How many lines of the listing below contain the word "frosted"? Reply with the number alone.

Records
============================================================
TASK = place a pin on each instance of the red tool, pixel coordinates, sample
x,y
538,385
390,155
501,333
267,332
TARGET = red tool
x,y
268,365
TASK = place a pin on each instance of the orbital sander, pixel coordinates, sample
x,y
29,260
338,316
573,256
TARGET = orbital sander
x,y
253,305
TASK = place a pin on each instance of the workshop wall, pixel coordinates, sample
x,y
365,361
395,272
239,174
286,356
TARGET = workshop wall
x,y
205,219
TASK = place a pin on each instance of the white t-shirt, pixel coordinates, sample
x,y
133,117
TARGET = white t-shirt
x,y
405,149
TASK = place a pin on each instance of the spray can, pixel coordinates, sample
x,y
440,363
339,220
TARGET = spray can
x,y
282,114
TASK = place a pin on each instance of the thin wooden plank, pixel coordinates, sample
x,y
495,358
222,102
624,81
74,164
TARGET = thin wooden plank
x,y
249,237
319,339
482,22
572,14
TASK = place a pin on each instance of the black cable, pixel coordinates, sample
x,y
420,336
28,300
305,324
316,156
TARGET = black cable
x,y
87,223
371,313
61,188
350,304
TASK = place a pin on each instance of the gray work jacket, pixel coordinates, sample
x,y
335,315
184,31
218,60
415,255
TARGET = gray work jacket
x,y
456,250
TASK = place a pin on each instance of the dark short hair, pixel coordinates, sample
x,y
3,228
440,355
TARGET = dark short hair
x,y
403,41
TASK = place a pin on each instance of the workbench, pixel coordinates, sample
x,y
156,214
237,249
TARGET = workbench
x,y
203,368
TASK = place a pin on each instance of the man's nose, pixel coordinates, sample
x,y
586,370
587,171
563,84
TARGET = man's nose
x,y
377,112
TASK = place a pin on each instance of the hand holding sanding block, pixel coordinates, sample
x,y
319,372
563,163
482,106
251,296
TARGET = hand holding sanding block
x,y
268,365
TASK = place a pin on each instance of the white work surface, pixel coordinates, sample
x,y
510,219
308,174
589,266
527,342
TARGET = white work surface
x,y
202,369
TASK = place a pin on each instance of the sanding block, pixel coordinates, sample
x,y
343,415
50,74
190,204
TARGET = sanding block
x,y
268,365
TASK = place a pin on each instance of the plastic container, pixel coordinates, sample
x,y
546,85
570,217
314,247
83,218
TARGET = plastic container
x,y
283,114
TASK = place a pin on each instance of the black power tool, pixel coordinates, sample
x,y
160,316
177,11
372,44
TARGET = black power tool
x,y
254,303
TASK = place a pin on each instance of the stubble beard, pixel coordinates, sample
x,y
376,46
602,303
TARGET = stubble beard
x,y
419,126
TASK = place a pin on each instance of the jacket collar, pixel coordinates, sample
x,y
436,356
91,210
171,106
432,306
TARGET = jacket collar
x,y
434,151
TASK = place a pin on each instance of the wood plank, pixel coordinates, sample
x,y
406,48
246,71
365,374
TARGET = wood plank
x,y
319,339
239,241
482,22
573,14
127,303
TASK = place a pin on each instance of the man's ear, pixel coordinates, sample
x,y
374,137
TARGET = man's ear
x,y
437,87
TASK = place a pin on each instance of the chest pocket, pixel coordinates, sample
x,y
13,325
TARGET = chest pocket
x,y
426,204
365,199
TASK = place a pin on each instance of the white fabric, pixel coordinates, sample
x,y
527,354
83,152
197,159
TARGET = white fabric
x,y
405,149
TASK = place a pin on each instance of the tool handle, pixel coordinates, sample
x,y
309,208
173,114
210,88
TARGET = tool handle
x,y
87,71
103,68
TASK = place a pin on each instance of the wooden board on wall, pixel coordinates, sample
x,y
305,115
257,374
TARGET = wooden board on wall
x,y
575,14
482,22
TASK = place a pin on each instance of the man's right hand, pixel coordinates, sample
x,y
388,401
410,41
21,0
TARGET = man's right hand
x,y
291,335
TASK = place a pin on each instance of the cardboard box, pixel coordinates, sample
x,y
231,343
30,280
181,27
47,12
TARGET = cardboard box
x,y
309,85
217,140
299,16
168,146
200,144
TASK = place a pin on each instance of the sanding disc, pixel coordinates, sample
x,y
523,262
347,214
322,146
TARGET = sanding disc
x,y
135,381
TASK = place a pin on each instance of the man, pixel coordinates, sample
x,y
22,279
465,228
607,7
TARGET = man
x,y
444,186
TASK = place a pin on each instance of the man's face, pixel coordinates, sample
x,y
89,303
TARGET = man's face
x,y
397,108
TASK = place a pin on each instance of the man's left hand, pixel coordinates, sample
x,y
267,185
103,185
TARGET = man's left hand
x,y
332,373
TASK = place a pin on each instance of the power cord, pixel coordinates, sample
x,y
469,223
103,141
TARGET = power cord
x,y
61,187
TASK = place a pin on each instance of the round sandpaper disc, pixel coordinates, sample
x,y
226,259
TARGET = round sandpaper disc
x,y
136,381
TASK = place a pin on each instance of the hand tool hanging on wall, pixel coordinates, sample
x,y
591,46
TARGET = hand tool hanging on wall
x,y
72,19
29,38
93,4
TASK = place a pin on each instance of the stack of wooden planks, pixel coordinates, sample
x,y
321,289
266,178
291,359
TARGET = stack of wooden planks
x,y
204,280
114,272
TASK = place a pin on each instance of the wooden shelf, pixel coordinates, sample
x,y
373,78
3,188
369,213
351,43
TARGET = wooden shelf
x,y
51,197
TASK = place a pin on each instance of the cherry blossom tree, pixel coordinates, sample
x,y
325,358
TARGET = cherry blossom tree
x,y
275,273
============================================================
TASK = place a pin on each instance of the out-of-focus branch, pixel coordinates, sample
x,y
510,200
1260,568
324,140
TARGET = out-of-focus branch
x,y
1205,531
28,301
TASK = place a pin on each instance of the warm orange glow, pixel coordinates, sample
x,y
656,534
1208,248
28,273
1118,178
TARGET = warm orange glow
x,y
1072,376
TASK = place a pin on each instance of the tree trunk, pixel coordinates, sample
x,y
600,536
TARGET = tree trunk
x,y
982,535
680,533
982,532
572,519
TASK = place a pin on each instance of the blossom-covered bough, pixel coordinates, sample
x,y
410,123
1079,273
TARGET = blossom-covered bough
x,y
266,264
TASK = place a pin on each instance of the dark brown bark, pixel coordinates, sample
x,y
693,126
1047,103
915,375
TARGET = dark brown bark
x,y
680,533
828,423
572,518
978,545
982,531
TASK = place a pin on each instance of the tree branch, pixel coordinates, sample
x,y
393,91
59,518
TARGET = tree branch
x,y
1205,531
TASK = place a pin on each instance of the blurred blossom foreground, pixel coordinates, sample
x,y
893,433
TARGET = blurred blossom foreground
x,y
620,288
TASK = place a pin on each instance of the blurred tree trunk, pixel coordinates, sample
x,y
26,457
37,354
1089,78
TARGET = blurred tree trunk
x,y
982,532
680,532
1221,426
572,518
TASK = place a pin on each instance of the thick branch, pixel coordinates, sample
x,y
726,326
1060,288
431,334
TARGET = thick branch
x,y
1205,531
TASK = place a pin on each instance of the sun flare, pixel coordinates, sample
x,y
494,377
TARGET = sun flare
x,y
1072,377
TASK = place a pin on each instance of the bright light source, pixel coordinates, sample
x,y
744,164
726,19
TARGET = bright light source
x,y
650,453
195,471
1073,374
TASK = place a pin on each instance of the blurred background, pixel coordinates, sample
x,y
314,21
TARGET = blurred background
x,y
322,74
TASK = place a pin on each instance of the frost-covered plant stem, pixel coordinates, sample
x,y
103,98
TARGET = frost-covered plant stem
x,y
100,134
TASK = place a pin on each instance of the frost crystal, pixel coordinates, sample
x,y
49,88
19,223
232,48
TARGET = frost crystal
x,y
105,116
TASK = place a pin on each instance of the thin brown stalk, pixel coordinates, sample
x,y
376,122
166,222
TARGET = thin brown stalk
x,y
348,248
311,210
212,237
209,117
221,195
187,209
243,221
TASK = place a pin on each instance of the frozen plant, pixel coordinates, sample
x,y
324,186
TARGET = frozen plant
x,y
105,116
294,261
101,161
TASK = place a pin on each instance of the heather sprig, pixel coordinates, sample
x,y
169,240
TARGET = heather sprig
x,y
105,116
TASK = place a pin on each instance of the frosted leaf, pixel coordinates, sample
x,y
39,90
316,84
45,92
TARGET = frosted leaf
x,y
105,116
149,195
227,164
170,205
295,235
============================================================
Exercise answer » 2